-- START DATASET ROWS --
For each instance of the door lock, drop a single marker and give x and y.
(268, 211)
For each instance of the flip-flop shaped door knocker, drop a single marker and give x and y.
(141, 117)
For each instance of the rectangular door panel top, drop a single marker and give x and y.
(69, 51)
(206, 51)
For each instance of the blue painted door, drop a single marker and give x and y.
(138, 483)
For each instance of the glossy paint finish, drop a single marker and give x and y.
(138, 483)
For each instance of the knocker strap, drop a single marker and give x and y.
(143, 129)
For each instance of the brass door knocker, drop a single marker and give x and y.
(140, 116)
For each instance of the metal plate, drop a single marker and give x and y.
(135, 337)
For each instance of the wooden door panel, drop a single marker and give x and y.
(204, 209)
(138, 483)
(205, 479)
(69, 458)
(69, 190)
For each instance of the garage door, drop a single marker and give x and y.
-- END DATASET ROWS --
-- START DATASET ROWS --
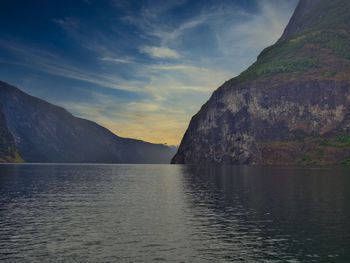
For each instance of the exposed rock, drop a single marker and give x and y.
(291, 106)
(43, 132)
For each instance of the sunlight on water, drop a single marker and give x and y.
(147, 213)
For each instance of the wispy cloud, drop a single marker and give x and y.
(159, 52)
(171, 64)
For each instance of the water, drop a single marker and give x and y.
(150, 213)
-- END DATASET ROWS --
**EXERCISE:**
Show each line in the listing that contains the word "water".

**FULL OUTPUT:**
For each instance of the sunlight on water, drop a single marker and give x and y.
For each instance of the water, drop a single marker and give x and y.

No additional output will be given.